--- TEXTO PARA LEITURA ---
•••••

SÍNTESE DAS ALEGAÇÕES DA REQUERENTE

(PEDIDO DE PRONÚNCIA ARBITRAL E ALEGAÇÕES ESCRITAS)

 

  1. Entende a Requerente que o benefício fiscal da alínea a) do n.º 1 do artigo 43.º do EBF (anterior artigo 39.º-B do EBF aditado pela Lei do OE para 2007: Lei n.º 53-A/2006 de 29.12) que se reconduz à redução a 15% da taxa de IRC para as entidades cuja actividade principal se situe nas “áreas territoriais beneficiárias” dos incentivos à interioridade, cujo mapa consta, actualmente, em anexo à Portaria n.º 1117/2009, de 30.09, é um benefício automático na acepção do n.º 1 do artigo 5.º do EBF.
  2. E que a sua regulamentação “ex vi” o n.º 7 do artigo 43.º do EBF, além de estar comportada no Decreto-Lei n.º 55/2008, de 26.03, cai na previsão da norma do n.º 1 do artigo 1.º da Portaria n.º 70/2011, de 09.02, limitando os auxílios “de minimis” concedidos entre Janeiro e Dezembro de 2011 (contabilizando todos os apoios atribuídos entre 01 de Janeiro de 2008 e 31 de Dezembro de 2011) ao montante de 500 000,00 euros, ao abrigo ao auxílio estatal 13/2009.
  3. E para isso defende que se deve recorrer a uma interpretação correctiva da referida norma (n.º 1 do artigo 1.º da Portaria n.º 70/2011, de 09.02), recorrendo ao elemento lógico e elemento sistemático, uma vez que a anterior Portaria n.º 184/2009, de 20.02, que regulamentava a matéria, em derrogação do limite de 200 000,00 (período de 3 exercícios financeiros) previsto n.º 2 do artigo 2.º do Regulamento (CE) n.º 1998/2006 da Comissão, fixava no seu artigo 1.º o limite dos auxílios “de minimis” em 500 000,00 euros por empresa, durante o período de três exercícios financeiros, sem se ater aos benefícios serem automáticos ou sujeitos a reconhecimento.
  4. Entende que o legislador ao emitir n.º 1 do artigo 1.º da Portaria n.º 70/2011, de 09.02, “não teve em consideração o facto do limite de minimis ser aplicado a benefícios fiscais que não se encontram dependentes da apresentação de qualquer pedido de ajuda completo”.
  5. Ao não entender-se desta forma resultaria violado o princípio constitucional da igualdade (artigo 13.º da CRP).

 

 

SÍNTESE DAS ALEGAÇÕES DA AUTORIDADE TRIBUTÁRIA

(PEDIDO DE PRONÚNCIA ARBITRAL E ALEGAÇÕES ESCRITAS)

 

  1. Também entende que o benefício fiscal da alínea a) do n.º 1 do artigo 43.º do EBF (anterior artigo 39.º-B do EBF aditado pela Lei do OE para 2007: Lei n.º 53-A/2006 de 29.12) que se reconduz à redução a 15% da taxa de IRC para as entidades cuja actividade principal se situe nas “áreas territoriais beneficiárias” dos incentivos à interioridade, cujo mapa consta, actualmente, em anexo à Portaria n.º 1117/2009, de 30.09, é um benefício automático na acepção do n.º 1 do artigo 5.º do EBF.

•••••

--- TAREFA INDICADA A ---
Passe para inglês esta frase do texto das alegações: "Ao não entender-se desta forma resultaria violado o princípio constitucional da igualdade (artigo 13.º da CRP)."
--- TAREFA INDICADA B ---
Transcreva, palavra por palavra, o trecho do texto das alegações que vai desde "4. Entende que" até "13.º da CRP).".
--- TAREFA INDICADA C ---
Com base no texto das alegações, responda às perguntas seguintes.
(i) A que valor é reduzida a taxa de IRC pelo benefício fiscal da alínea a) do n.º 1 do artigo 43.º do EBF?
(ii) Que limite dos auxílios "de minimis" fixava o artigo 1.º da Portaria n.º 184/2009, de 20.02?
(iii) Que princípio constitucional resultaria violado, segundo a Requerente?

•••••

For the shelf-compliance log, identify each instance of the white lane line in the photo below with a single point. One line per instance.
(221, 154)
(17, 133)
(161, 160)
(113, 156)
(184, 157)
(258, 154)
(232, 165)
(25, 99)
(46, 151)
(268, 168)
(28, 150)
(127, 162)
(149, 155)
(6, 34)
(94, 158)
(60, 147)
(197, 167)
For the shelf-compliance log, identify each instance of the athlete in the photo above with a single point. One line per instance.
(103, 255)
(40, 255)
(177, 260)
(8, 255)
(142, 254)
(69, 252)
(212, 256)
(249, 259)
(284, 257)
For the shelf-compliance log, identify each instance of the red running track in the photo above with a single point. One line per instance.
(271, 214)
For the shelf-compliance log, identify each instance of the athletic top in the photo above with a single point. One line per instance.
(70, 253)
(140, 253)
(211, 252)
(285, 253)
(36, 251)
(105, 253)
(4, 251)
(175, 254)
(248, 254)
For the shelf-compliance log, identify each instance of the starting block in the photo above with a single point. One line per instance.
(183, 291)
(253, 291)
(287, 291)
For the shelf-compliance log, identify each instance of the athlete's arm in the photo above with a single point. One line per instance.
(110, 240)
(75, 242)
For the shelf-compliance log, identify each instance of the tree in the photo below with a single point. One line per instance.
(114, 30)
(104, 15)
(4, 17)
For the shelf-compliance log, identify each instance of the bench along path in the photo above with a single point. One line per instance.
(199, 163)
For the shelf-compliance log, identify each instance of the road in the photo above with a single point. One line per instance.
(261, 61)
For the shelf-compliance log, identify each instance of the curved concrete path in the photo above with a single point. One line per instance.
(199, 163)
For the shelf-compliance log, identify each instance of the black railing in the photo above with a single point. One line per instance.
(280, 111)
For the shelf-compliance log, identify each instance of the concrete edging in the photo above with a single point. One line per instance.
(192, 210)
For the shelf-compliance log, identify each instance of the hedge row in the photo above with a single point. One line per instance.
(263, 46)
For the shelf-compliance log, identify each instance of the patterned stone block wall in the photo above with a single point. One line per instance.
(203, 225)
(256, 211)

•••••

--- RESULTADO A ---
If it were not understood in this way, the constitutional principle of equality (Article 13 of the CRP) would be violated.

--- RESULTADO B ---
4. Entende que o legislador ao emitir n.º 1 do artigo 1.º da Portaria n.º 70/2011, de 09.02, “não teve em consideração o facto do limite de minimis ser aplicado a benefícios fiscais que não se encontram dependentes da apresentação de qualquer pedido de ajuda completo”.
  5. Ao não entender-se desta forma resultaria violado o princípio constitucional da igualdade (artigo 13.º da CRP).

--- RESULTADO C ---
(i) É reduzida a 15%.
(ii) Fixava o limite em 500 000,00 euros por empresa, durante o período de três exercícios financeiros.
(iii) Resultaria violado o princípio da igualdade (artigo 13.º da CRP).